SELECTED EXCERPT:
== == ==

The whole and its parts

The whole & its parts

From parts to the whole

One of the challenges leaders often find themselves confronted with, is that they only see the individuals they are leading, not the team.

For leaders this quickly becomes a complex problem as they find themselves trying to solve the problem, they experience by solving all the individual problems they hear about. Maybe it’s the result of their desire as an individual to be able to control what is happening. And yet, any time we are with others, there is interdependence. In a team, interdependence becomes visible through the relationships members of the team have with one another. The way individuals relate with others gives a good sense of the existing dynamics. It is a process that is not entirely rational, it is based on the human ability to figure out how they belong to a team and a consequence of their experience of others.

One can also describe this process as resulting from the way an individual reacts to the culture he is confronted with. It’s a reaction that gives feedback into the culture and thus impacts it. It’s a system that is constantly updating itself.

Taking this systemic view of the situation, the way team members experience the others, may it be by trusting them or feeling safe to stretch themselves in their midst, also describes how much attention the individuals can give to the work they seek to do.

It’s how we can belong to something bigger than ourselves.

While there will always be individual errors, there is value in the ability to accept that an individual error may be the symptom of a bigger problem.

It is a perspective that allows enhancing the team’s ability to perform.

== == ==

INPUT DATA:
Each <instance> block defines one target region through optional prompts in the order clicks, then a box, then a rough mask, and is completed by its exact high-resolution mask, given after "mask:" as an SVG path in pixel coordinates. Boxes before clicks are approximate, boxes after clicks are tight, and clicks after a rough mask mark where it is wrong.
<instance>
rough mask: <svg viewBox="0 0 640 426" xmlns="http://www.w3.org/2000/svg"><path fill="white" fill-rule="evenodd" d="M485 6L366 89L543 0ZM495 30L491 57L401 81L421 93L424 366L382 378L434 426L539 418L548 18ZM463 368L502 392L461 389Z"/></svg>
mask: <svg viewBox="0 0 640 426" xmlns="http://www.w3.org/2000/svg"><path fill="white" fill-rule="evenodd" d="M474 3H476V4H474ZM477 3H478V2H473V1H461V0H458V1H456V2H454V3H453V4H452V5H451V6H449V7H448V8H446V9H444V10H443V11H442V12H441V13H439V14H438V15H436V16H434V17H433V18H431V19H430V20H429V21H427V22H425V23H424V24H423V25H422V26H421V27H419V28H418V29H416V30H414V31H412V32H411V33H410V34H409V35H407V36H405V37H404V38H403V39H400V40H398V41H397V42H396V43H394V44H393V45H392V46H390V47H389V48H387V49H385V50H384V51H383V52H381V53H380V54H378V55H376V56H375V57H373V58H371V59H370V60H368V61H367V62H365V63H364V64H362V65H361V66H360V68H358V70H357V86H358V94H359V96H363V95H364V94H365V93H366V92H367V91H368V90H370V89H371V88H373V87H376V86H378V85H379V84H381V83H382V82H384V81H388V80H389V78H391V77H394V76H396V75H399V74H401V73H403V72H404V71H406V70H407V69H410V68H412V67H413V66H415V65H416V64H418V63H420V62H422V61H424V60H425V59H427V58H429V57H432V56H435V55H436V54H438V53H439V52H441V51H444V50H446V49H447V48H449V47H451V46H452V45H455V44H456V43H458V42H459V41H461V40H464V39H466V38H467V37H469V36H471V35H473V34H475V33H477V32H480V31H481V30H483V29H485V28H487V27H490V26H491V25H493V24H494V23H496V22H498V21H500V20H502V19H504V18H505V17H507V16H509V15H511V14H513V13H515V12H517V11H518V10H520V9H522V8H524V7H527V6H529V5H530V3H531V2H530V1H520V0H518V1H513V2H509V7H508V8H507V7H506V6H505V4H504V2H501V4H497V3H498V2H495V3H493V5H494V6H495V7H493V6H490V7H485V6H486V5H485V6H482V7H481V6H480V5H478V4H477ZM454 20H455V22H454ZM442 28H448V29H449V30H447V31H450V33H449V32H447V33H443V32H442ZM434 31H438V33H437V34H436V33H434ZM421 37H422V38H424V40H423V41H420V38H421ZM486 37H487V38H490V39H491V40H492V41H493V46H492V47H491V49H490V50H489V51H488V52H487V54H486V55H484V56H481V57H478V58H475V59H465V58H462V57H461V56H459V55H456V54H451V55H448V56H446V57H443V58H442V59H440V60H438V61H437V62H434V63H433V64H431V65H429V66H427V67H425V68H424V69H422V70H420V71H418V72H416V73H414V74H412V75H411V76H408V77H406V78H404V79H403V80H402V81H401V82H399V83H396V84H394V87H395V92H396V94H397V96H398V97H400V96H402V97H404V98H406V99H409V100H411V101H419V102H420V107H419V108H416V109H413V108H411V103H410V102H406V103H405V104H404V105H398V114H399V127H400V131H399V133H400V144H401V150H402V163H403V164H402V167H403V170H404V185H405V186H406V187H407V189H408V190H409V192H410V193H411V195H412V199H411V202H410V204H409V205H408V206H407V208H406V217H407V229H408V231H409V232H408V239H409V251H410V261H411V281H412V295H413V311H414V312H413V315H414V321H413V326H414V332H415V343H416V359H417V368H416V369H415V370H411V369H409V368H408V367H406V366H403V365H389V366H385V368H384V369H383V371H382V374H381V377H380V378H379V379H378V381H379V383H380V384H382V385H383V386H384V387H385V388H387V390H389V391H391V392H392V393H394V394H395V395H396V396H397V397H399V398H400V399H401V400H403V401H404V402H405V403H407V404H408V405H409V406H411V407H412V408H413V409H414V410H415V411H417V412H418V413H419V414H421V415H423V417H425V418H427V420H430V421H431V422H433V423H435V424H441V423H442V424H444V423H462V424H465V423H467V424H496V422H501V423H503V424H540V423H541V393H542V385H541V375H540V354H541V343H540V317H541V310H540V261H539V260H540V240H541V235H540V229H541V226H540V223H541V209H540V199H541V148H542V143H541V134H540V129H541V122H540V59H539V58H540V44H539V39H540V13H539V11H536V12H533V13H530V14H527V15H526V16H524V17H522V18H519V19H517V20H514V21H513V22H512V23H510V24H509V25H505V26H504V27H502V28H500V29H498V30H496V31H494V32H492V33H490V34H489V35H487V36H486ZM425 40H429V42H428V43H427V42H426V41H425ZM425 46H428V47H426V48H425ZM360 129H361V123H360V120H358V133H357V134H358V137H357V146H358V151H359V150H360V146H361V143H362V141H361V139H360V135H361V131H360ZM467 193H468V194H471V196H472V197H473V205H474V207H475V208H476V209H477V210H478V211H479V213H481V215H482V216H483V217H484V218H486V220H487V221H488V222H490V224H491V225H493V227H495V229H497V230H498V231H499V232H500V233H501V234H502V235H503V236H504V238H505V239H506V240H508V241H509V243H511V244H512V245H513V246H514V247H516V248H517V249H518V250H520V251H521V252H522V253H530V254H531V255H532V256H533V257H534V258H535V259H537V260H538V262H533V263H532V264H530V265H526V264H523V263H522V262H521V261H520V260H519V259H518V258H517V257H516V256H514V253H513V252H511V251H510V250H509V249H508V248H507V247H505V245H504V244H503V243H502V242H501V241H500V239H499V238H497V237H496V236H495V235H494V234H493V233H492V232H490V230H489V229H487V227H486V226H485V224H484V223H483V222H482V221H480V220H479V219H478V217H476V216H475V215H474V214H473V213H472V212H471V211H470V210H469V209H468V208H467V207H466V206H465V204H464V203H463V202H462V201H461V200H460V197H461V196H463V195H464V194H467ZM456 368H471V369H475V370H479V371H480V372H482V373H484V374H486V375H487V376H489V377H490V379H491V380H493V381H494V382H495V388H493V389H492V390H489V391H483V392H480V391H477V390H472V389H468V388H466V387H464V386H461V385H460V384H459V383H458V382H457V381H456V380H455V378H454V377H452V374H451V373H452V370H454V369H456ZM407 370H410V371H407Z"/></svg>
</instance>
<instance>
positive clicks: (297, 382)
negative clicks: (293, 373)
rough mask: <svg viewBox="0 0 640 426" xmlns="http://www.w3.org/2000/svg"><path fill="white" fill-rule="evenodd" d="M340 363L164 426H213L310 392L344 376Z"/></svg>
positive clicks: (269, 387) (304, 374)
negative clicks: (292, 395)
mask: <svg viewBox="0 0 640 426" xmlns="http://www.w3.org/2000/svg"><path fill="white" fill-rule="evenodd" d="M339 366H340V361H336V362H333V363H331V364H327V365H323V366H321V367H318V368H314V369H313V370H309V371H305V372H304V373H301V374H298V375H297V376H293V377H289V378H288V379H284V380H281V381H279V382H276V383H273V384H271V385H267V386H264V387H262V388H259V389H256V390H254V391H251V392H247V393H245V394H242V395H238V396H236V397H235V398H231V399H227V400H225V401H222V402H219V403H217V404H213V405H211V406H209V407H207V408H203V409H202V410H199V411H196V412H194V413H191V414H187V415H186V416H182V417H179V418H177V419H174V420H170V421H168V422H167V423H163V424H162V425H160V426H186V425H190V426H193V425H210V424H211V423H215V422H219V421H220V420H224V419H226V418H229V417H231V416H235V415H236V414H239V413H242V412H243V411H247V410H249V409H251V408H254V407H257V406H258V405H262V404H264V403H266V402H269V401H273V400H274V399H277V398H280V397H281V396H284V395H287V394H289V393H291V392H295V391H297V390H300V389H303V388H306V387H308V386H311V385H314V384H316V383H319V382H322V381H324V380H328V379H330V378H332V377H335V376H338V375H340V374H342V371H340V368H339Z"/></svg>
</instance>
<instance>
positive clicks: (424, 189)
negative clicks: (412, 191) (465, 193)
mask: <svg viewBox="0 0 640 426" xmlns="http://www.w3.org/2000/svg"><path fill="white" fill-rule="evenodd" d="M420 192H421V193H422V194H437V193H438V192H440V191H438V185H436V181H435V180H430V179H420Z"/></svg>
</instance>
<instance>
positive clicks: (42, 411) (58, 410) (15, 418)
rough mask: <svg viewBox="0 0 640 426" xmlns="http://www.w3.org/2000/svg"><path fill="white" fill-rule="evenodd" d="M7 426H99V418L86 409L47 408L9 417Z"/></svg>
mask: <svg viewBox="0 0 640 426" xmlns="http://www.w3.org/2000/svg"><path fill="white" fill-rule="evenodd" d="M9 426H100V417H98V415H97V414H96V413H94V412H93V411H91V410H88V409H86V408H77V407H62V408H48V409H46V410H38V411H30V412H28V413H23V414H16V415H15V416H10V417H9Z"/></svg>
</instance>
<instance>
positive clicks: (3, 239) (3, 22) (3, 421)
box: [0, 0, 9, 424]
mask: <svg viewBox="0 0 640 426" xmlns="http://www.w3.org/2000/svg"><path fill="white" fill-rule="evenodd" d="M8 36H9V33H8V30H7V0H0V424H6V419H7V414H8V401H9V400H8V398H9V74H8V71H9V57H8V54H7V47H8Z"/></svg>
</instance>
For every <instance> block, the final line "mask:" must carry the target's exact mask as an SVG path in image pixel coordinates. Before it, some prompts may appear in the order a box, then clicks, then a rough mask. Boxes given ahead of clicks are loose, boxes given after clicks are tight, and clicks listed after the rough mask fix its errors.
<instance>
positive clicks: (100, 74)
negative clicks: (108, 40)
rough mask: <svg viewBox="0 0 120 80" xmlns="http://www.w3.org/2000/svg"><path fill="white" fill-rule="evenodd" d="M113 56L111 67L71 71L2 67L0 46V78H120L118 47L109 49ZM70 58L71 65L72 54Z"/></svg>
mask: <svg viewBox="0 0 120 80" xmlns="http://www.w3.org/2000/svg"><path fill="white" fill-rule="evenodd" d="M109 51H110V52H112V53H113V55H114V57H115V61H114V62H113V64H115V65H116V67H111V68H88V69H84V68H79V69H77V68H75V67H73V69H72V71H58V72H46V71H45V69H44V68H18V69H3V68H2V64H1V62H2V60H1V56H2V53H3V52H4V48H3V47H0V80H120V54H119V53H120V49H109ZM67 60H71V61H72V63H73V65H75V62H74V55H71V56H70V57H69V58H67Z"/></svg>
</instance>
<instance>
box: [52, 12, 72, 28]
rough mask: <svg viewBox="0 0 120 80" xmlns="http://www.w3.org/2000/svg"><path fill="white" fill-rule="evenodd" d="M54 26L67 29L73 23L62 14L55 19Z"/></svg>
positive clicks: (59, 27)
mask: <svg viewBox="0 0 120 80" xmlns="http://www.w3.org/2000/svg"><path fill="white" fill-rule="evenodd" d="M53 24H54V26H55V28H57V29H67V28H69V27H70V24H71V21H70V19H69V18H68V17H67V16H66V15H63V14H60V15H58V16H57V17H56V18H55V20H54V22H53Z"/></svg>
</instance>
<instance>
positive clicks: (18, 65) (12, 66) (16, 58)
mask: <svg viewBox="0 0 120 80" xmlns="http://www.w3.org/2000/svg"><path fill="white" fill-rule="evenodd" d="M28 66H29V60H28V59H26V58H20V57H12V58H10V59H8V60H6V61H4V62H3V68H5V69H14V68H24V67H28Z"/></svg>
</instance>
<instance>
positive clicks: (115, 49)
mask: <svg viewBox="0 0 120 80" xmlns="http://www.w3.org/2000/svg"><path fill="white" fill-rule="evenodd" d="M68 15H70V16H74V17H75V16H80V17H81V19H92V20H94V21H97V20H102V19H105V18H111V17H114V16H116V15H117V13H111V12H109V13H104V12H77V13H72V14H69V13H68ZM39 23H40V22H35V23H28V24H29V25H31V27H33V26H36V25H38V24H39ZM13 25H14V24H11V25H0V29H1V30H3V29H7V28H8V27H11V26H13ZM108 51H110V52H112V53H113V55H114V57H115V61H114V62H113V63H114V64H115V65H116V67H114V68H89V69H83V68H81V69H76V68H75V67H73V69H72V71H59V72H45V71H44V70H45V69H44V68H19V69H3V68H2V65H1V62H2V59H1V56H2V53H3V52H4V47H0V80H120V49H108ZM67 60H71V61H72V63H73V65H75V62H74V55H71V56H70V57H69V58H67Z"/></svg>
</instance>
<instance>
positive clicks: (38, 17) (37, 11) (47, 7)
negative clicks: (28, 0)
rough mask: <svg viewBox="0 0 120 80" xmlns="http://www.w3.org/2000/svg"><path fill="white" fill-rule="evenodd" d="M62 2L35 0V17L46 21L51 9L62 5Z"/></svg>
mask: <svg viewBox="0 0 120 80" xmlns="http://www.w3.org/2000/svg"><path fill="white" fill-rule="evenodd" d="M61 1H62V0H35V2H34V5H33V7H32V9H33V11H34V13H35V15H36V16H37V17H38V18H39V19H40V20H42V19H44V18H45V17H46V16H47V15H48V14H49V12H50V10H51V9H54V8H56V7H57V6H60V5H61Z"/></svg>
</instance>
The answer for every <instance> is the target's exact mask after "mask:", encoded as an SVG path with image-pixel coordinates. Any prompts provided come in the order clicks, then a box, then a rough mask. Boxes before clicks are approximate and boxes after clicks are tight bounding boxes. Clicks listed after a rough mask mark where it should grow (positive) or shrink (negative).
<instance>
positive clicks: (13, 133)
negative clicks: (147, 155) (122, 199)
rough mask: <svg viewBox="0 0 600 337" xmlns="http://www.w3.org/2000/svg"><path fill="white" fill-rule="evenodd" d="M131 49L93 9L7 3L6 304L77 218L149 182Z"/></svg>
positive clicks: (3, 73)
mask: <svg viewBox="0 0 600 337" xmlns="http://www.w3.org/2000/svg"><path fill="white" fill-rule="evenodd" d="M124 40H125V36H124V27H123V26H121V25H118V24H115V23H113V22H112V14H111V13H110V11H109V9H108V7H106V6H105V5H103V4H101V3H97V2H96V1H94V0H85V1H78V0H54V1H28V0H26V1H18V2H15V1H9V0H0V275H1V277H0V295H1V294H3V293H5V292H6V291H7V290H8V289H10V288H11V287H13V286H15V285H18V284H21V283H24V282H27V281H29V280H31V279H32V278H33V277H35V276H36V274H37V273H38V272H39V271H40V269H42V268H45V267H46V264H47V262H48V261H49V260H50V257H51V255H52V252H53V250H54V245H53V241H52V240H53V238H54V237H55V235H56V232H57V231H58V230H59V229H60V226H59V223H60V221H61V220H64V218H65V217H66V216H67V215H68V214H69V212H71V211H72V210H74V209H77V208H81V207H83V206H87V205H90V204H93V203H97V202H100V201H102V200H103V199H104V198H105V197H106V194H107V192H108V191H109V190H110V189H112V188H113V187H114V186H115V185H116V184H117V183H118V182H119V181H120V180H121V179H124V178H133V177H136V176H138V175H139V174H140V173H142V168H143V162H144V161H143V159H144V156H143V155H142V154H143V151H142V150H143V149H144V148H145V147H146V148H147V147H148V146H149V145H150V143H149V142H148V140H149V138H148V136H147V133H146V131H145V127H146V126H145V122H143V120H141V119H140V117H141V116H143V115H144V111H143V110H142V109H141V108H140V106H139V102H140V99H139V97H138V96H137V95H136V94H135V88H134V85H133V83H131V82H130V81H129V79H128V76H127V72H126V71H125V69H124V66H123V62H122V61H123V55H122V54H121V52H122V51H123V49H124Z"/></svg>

== == ==

TASK DIRECTIONS: Retype the text "The whole and its parts" above in full, word for word, from its opening title through its final sentence.

TASK RESULT:
The whole and its parts

The whole & its parts

From parts to the whole

One of the challenges leaders often find themselves confronted with, is that they only see the individuals they are leading, not the team.

For leaders this quickly becomes a complex problem as they find themselves trying to solve the problem, they experience by solving all the individual problems they hear about. Maybe it’s the result of their desire as an individual to be able to control what is happening. And yet, any time we are with others, there is interdependence. In a team, interdependence becomes visible through the relationships members of the team have with one another. The way individuals relate with others gives a good sense of the existing dynamics. It is a process that is not entirely rational, it is based on the human ability to figure out how they belong to a team and a consequence of their experience of others.

One can also describe this process as resulting from the way an individual reacts to the culture he is confronted with. It’s a reaction that gives feedback into the culture and thus impacts it. It’s a system that is constantly updating itself.

Taking this systemic view of the situation, the way team members experience the others, may it be by trusting them or feeling safe to stretch themselves in their midst, also describes how much attention the individuals can give to the work they seek to do.

It’s how we can belong to something bigger than ourselves.

While there will always be individual errors, there is value in the ability to accept that an individual error may be the symptom of a bigger problem.

It is a perspective that allows enhancing the team’s ability to perform.